**Data for review**.

-=-=-

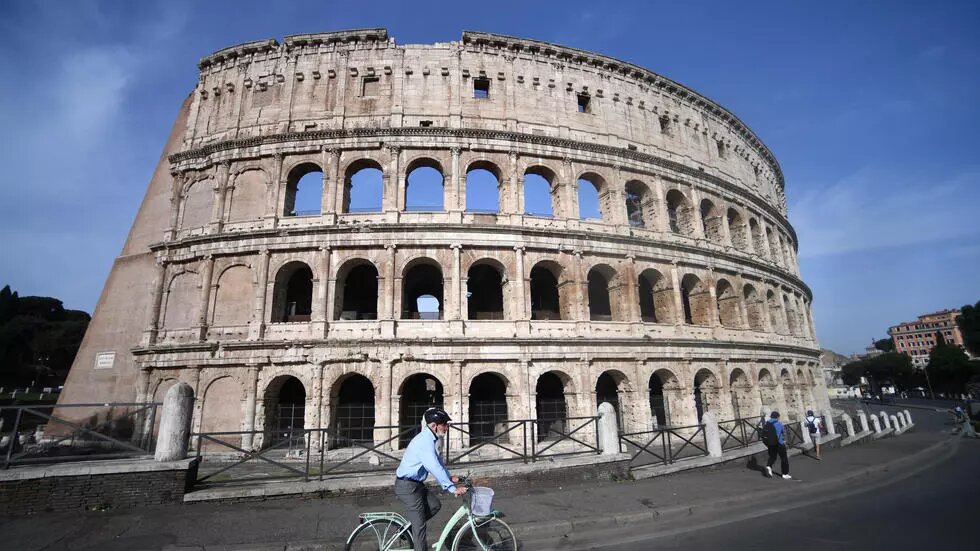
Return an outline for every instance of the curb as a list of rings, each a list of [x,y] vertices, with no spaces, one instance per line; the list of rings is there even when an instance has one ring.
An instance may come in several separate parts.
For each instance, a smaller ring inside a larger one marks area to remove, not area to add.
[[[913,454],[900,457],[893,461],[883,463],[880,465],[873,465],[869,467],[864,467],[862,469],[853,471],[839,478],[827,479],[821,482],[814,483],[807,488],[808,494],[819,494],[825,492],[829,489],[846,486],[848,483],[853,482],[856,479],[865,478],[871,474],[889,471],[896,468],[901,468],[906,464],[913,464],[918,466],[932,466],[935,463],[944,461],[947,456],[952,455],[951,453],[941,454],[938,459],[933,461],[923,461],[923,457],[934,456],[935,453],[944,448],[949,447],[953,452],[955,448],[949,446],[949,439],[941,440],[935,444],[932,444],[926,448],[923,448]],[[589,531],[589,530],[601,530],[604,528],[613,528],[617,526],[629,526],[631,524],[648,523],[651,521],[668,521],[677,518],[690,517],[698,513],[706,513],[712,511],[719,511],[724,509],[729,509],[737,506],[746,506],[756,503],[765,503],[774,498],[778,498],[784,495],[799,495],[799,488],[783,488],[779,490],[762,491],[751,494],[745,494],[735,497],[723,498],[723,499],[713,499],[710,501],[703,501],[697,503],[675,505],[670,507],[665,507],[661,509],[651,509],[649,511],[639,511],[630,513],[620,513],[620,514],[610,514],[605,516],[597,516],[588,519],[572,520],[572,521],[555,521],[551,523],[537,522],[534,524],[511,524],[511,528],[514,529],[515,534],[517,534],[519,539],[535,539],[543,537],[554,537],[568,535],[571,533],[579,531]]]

-=-=-

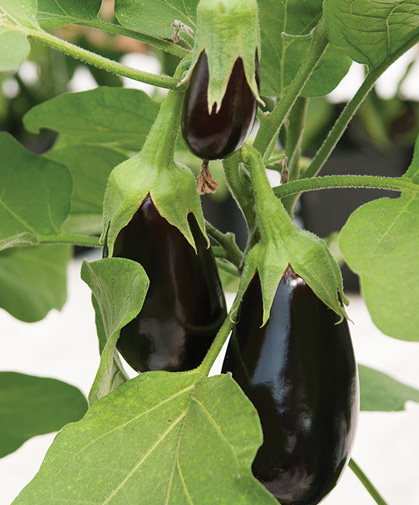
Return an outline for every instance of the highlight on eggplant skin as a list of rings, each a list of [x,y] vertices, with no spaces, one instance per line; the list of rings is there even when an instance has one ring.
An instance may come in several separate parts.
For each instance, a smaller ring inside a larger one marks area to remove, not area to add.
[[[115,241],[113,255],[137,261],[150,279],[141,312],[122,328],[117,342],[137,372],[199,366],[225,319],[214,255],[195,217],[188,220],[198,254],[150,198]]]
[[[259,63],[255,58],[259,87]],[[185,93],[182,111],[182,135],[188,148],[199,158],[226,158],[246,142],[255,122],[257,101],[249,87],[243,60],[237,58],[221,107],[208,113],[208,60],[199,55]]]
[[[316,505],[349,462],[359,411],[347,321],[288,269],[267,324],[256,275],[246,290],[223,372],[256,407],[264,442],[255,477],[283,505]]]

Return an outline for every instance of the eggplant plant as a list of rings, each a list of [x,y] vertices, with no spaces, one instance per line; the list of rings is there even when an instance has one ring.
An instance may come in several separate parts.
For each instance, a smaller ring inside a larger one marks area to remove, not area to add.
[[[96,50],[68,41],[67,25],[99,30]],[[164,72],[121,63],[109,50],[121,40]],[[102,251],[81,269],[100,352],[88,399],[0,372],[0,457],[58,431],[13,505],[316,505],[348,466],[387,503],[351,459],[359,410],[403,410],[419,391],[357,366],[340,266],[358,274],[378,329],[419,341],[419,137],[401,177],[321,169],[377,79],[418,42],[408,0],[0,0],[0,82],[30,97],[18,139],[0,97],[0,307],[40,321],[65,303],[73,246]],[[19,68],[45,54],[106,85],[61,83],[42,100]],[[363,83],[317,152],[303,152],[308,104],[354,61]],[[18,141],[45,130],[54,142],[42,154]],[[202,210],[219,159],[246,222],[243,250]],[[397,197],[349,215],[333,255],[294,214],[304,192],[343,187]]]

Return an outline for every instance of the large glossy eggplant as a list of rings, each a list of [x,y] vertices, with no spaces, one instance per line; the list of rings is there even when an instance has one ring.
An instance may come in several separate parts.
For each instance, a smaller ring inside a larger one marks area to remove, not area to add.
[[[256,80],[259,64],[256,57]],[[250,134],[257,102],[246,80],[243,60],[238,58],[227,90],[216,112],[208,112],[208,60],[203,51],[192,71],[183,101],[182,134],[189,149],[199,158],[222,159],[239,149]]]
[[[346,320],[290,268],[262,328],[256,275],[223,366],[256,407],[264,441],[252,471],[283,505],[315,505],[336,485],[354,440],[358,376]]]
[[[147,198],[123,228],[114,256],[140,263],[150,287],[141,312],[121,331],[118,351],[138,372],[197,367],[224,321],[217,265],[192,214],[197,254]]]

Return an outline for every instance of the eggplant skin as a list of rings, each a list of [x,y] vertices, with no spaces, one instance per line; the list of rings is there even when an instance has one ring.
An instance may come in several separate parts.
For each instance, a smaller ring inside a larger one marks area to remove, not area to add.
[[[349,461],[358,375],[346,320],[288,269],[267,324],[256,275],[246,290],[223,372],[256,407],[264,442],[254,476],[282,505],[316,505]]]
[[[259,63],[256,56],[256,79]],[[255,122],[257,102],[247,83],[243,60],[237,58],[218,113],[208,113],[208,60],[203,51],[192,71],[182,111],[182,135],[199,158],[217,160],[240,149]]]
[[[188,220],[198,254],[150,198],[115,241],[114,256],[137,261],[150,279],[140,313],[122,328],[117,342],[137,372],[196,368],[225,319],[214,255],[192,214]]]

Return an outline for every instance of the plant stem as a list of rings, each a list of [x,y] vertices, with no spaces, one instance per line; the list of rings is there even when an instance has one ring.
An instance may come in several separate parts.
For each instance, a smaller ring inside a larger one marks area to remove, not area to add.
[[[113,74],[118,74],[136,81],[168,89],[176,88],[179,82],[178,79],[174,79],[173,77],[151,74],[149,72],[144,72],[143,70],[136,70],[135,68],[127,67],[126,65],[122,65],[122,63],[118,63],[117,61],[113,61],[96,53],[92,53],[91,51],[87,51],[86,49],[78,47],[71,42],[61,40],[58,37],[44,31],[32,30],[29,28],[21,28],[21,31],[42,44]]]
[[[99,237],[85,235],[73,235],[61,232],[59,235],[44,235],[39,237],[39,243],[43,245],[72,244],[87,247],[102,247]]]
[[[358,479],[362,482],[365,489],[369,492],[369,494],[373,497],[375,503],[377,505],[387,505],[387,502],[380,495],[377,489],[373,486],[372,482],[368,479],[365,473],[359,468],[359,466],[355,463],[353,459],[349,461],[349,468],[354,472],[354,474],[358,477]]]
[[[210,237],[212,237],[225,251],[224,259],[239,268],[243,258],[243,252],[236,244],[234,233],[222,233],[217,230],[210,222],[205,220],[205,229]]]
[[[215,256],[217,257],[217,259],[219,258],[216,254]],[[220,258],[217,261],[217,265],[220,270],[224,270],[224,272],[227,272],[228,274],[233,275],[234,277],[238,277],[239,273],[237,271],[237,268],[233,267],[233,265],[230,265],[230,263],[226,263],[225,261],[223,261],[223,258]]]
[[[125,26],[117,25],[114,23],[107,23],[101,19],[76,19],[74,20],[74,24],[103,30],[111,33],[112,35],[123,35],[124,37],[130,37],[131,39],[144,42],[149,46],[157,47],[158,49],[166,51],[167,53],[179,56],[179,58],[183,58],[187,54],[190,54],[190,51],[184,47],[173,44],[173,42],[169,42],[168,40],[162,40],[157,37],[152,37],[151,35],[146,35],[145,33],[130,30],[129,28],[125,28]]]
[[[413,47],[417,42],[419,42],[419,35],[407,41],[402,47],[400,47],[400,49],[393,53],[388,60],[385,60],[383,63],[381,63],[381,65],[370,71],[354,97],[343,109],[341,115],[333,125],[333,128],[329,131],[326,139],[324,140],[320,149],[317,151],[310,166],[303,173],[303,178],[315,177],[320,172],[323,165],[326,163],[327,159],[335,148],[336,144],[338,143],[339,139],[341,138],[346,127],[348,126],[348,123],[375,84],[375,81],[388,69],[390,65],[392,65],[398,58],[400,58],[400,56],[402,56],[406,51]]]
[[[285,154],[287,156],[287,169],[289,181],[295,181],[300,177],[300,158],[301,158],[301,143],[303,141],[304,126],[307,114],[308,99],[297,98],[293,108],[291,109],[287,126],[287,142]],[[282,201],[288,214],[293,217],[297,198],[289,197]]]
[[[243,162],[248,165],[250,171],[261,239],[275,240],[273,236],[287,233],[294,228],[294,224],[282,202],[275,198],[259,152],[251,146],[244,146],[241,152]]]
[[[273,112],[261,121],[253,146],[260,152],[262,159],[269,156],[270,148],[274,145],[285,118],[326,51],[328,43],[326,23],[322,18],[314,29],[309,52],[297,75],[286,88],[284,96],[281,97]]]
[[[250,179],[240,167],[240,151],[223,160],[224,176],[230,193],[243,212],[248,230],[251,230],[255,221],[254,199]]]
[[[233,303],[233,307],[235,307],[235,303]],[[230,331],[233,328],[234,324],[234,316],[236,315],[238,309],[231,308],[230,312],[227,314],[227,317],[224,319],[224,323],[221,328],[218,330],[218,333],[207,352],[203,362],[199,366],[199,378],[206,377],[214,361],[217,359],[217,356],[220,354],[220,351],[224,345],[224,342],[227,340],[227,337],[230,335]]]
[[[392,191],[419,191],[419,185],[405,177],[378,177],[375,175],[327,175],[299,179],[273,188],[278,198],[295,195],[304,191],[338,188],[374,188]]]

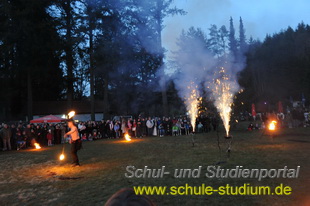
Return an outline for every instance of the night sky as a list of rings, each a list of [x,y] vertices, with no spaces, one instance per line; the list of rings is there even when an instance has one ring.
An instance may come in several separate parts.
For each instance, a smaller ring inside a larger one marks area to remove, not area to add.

-=-=-

**What the exercise asks**.
How many lines in the data contain "skin"? Answer with the number alone.

**Response**.
2